**Coordinate annotation records**

○ ○ ○ ○ ○

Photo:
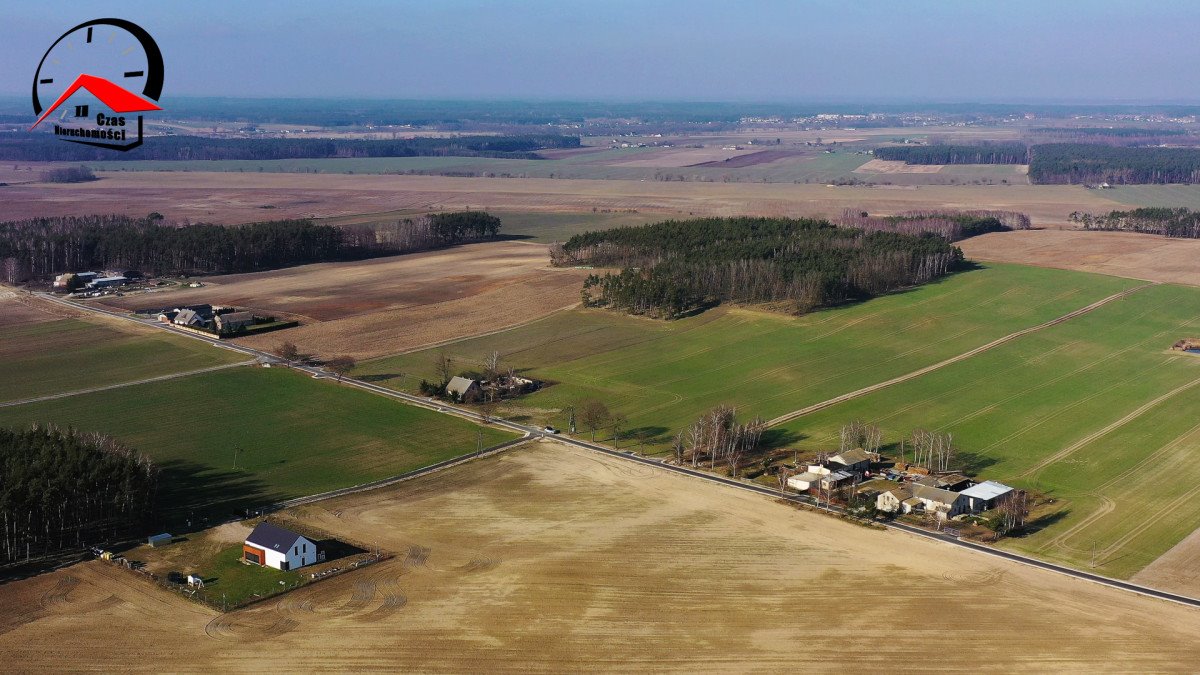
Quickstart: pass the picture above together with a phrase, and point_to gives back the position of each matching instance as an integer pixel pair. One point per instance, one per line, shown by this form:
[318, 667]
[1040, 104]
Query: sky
[885, 51]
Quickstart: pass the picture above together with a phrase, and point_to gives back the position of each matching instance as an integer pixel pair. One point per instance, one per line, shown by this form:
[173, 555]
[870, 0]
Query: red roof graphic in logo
[119, 100]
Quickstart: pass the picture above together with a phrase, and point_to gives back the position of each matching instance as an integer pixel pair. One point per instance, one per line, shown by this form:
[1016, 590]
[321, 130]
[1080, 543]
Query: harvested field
[239, 197]
[1120, 254]
[749, 160]
[887, 166]
[388, 305]
[1177, 569]
[543, 560]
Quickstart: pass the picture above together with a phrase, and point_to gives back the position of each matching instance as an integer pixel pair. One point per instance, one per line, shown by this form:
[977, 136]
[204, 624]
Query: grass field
[297, 436]
[71, 354]
[1096, 412]
[550, 559]
[663, 374]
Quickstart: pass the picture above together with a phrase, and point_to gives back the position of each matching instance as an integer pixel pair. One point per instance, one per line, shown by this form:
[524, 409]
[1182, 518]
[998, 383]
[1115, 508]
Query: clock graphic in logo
[115, 64]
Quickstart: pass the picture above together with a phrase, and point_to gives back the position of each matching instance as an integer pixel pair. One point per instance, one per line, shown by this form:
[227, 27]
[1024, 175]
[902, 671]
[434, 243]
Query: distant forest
[1169, 222]
[1066, 163]
[673, 268]
[63, 490]
[981, 154]
[1073, 163]
[41, 248]
[42, 147]
[952, 226]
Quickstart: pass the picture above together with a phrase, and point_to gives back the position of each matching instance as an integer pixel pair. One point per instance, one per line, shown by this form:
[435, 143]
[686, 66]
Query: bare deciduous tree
[444, 366]
[594, 416]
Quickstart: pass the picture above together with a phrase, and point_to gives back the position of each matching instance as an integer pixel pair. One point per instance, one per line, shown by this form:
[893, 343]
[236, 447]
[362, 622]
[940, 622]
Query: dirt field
[1120, 254]
[552, 560]
[389, 305]
[887, 166]
[237, 197]
[1177, 569]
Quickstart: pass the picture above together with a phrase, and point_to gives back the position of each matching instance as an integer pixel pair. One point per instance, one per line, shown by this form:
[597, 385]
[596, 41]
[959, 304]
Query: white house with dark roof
[985, 495]
[271, 545]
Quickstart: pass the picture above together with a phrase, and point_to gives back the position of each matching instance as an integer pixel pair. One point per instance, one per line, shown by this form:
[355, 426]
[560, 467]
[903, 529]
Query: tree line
[43, 147]
[957, 154]
[40, 248]
[673, 268]
[1180, 222]
[1074, 163]
[63, 490]
[953, 226]
[1065, 163]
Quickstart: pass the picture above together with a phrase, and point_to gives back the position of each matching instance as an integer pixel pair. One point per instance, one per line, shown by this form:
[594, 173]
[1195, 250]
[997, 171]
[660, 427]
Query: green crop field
[71, 354]
[1097, 413]
[297, 436]
[663, 374]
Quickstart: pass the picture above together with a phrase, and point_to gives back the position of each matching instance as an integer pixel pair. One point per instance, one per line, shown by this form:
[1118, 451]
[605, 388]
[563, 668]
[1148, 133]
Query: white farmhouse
[271, 545]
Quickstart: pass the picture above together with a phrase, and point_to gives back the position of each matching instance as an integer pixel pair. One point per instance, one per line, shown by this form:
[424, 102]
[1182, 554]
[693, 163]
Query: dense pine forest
[673, 268]
[952, 226]
[1074, 163]
[61, 490]
[937, 154]
[41, 248]
[42, 147]
[1169, 222]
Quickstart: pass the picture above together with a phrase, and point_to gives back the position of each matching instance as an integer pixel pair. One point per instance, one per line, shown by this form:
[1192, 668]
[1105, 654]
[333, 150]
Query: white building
[271, 545]
[985, 495]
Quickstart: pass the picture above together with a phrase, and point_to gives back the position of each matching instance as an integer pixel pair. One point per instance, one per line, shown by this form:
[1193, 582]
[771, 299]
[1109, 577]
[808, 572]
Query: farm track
[952, 360]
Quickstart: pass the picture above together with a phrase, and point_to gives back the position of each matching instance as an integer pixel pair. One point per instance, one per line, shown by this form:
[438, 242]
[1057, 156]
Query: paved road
[119, 384]
[964, 356]
[534, 432]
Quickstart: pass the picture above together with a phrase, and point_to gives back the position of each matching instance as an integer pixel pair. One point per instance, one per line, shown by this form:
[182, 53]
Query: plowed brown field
[1120, 254]
[551, 559]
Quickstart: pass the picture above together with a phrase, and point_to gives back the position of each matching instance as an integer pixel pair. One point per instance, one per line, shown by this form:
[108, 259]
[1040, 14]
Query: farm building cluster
[900, 490]
[216, 320]
[468, 389]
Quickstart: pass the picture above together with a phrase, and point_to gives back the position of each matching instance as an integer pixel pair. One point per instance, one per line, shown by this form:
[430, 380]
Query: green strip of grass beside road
[71, 354]
[298, 436]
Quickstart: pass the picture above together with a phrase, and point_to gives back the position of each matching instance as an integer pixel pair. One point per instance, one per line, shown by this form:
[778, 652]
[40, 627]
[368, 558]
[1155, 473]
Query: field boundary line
[121, 384]
[952, 360]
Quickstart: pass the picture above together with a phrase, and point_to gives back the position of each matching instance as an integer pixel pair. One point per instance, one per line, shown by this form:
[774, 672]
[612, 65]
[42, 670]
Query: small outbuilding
[271, 545]
[985, 495]
[156, 541]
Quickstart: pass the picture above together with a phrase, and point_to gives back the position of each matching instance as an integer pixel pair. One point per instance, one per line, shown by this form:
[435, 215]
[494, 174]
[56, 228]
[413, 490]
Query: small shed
[156, 541]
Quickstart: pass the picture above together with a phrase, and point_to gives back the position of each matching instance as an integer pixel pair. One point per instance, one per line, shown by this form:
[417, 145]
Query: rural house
[984, 496]
[271, 545]
[463, 388]
[853, 461]
[922, 497]
[233, 321]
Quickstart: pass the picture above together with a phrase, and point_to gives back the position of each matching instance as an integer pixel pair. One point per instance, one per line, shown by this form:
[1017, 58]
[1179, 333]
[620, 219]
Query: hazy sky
[649, 49]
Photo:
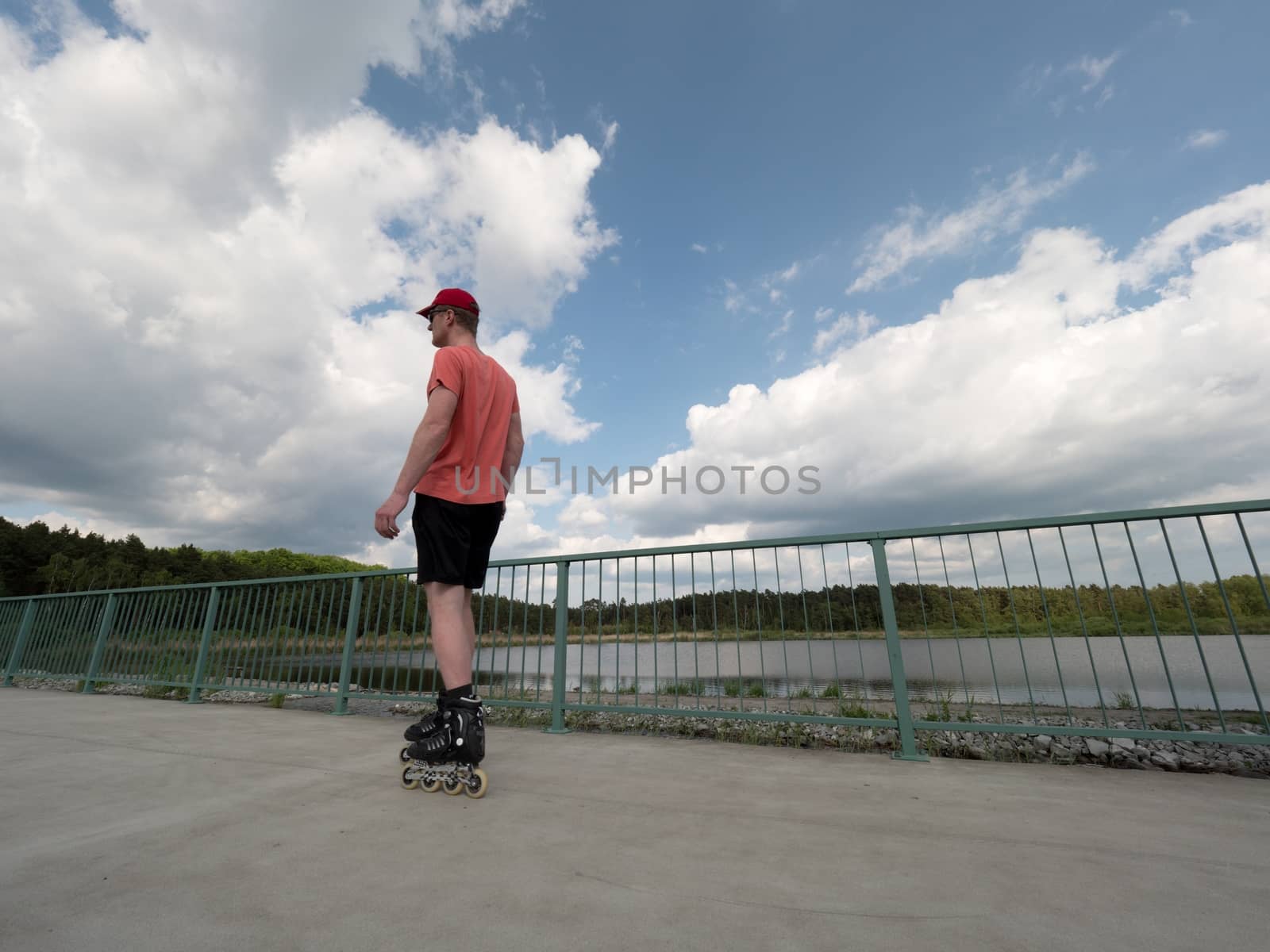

○ ○ ○ ○ ○

Identify every line in the records above that contains the word "forest", matching case exactly, and copy each of those lines.

**Final answer**
Query: distant forest
Query: dense pine forest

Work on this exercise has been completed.